**REQUIRED WORK:**
The expected output is the line with "wooden stair step" followed by every remaining line of the entries, all repeated exactly.

[Items listed in a dataset]
- - -
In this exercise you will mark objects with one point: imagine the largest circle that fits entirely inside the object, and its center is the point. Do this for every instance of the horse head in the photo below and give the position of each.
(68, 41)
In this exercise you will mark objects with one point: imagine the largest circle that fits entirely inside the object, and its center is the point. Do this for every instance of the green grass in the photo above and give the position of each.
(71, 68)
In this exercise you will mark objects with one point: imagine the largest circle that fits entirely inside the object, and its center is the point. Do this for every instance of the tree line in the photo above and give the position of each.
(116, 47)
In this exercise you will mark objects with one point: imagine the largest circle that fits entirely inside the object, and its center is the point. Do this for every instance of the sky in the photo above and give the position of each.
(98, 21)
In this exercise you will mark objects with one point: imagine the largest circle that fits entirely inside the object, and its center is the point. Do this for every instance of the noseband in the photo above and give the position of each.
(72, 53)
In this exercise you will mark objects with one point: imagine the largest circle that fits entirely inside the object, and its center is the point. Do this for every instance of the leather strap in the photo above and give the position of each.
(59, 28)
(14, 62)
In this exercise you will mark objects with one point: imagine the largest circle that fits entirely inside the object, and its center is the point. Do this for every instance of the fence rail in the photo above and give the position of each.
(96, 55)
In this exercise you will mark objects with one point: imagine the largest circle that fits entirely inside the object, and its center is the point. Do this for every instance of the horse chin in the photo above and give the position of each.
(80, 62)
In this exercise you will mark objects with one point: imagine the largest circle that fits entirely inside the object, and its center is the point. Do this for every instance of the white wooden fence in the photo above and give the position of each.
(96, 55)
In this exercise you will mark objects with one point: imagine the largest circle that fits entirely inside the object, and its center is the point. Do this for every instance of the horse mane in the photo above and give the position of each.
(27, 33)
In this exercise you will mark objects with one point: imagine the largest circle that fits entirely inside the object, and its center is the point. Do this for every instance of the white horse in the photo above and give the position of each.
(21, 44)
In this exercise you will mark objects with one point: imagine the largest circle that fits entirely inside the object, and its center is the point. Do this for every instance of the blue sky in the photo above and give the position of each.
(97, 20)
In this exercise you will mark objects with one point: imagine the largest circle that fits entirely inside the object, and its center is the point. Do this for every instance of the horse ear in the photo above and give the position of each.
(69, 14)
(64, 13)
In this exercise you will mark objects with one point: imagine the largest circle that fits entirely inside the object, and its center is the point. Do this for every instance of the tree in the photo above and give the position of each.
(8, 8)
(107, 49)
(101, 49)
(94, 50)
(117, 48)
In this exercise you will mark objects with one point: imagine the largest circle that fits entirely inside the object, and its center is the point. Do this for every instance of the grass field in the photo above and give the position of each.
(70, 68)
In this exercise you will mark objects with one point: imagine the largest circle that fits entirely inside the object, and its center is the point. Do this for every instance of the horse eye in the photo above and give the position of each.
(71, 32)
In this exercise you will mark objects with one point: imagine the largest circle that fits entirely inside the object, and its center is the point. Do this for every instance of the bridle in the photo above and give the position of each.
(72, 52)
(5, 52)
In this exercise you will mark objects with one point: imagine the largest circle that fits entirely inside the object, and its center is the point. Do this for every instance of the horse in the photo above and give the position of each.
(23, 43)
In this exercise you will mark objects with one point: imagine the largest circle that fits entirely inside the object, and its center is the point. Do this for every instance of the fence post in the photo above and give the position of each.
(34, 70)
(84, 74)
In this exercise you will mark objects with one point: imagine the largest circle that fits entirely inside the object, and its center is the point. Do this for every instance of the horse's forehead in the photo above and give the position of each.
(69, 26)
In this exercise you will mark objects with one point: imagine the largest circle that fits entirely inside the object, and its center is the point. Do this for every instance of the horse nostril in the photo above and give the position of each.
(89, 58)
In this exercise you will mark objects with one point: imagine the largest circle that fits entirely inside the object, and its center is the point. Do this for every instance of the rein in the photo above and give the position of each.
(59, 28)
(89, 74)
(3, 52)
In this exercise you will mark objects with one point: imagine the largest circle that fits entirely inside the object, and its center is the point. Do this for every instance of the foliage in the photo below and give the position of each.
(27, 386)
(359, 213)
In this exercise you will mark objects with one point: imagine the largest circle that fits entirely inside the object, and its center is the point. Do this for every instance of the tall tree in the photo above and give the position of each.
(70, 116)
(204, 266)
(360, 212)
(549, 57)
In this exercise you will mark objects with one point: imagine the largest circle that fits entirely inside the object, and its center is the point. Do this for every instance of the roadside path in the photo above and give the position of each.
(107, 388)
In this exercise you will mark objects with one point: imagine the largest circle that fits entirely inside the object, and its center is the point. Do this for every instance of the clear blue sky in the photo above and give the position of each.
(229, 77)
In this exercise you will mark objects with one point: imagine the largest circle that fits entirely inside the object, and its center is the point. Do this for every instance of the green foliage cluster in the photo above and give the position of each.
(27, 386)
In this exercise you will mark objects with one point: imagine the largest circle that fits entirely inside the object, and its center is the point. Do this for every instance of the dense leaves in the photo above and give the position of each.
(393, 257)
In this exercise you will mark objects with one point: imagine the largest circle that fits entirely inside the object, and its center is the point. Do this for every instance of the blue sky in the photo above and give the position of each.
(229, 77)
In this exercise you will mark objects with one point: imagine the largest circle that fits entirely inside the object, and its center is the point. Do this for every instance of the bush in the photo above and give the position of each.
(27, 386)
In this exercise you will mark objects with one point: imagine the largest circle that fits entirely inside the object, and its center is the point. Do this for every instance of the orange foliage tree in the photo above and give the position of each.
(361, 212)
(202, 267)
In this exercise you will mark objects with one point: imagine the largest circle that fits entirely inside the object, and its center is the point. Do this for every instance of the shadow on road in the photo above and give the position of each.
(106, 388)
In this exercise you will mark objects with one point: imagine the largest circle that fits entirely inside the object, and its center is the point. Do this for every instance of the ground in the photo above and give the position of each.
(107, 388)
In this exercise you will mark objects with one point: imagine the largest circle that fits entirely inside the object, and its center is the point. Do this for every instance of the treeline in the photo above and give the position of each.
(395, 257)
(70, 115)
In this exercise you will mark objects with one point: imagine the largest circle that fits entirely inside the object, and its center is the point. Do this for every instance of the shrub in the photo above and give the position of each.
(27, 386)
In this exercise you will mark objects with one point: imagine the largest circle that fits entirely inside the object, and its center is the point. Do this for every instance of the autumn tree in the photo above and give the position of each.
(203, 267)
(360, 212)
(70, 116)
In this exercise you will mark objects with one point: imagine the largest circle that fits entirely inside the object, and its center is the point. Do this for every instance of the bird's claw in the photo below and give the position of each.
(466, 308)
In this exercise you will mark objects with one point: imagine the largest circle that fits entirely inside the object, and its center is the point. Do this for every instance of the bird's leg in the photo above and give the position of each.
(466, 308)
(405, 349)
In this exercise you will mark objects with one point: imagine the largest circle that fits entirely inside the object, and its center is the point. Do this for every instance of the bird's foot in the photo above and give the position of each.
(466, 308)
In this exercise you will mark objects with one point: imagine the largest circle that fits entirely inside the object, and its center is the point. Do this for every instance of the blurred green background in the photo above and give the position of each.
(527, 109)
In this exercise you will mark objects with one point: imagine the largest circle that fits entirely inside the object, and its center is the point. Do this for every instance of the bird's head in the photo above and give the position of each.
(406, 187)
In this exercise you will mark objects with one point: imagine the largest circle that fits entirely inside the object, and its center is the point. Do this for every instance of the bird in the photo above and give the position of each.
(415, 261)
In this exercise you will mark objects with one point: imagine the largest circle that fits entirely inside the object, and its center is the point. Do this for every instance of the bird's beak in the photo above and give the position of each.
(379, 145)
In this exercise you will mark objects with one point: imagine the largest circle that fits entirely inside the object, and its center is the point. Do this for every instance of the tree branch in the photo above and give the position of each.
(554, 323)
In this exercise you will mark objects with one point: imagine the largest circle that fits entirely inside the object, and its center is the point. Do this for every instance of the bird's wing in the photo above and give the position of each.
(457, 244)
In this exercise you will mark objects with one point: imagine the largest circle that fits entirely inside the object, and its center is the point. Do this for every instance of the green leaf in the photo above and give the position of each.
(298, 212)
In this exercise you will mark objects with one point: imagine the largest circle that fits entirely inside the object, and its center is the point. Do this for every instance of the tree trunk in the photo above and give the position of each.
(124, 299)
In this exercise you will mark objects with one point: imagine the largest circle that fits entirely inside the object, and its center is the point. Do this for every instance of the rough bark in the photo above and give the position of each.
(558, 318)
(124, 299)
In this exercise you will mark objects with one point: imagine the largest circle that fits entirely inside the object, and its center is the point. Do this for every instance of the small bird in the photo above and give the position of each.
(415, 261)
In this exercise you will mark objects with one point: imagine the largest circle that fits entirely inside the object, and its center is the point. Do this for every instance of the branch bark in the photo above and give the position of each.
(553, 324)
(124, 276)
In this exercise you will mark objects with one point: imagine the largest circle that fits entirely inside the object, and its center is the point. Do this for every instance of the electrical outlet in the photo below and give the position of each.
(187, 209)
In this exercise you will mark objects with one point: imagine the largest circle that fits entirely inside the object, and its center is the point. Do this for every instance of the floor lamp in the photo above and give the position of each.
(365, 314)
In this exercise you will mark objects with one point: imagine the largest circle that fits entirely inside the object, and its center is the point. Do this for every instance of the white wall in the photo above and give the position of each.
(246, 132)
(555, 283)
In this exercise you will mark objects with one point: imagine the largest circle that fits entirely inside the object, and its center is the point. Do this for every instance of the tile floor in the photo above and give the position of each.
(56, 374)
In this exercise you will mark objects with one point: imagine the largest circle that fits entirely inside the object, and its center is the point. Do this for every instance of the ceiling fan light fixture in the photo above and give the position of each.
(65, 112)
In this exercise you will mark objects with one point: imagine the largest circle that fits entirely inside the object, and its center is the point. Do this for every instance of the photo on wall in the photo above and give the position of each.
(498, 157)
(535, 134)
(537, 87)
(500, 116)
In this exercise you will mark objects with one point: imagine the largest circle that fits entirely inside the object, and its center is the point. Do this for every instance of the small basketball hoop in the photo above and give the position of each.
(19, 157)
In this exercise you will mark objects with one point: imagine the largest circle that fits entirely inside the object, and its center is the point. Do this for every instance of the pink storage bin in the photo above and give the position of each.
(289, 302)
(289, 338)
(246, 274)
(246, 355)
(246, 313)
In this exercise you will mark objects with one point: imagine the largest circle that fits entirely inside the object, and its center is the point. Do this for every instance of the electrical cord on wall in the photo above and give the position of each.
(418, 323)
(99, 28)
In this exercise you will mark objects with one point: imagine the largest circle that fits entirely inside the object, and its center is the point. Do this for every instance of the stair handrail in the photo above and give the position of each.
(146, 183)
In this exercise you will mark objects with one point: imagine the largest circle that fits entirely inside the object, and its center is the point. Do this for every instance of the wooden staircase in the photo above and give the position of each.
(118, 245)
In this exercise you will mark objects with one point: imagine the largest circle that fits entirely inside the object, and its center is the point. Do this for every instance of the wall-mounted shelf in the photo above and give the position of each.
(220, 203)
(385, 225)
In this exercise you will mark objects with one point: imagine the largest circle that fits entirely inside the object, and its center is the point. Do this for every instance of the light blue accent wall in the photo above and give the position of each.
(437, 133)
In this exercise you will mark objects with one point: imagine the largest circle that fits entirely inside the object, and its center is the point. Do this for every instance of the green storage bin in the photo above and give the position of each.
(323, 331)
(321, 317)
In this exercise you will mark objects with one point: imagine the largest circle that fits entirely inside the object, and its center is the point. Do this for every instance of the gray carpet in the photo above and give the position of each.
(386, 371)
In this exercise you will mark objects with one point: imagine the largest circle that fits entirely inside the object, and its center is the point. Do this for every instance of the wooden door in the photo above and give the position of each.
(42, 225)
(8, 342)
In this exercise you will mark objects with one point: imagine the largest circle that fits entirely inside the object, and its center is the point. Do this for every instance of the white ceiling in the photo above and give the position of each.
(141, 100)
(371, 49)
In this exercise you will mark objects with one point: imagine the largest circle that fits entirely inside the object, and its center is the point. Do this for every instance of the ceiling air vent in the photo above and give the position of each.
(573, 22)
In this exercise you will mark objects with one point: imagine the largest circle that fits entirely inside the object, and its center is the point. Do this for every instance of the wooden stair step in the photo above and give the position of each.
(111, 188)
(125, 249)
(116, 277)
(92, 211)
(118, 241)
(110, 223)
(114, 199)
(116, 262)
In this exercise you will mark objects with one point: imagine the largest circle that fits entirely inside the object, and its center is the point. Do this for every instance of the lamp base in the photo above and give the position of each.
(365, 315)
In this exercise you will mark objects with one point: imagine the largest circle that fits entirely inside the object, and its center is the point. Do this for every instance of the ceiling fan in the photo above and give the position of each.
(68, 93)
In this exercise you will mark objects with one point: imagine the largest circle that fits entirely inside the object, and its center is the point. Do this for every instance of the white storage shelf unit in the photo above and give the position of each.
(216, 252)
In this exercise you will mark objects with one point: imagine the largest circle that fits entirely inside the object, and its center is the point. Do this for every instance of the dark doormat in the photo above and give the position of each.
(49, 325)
- - -
**YOUR SOLUTION:**
In this exercise you will mark objects with one point: imagine the largest circle that fits entirely inside the object, and its center is the point. Do this for every instance of the wooden stair step in the photo above and give the position of each.
(111, 188)
(125, 249)
(116, 277)
(92, 211)
(118, 241)
(110, 223)
(114, 199)
(116, 262)
In this exercise you will mark objects with one point: imagine the largest circle that fits entirely inside the object, and its center is the point. Do this for every instance of the lamp base in the photo above and give the position of each.
(365, 315)
In this exercise you will mark objects with one point: imagine the largest circle that fits entirely inside the object, and its center is the point. Do this for every instance of the ceiling fan in the photo above and give the position of each.
(68, 93)
In this exercise you will mark objects with one point: imagine the largest circle that fits entirely inside the object, and its center is the point. Do this for every instance of the white storage shelf unit in the photo above and give the position of each.
(216, 252)
In this exercise you will mark objects with one point: imagine the largest circle that fits entirely inside the object, and its center is the point. Do this for every instance of the dark doormat in the photo above and give the position of each.
(49, 325)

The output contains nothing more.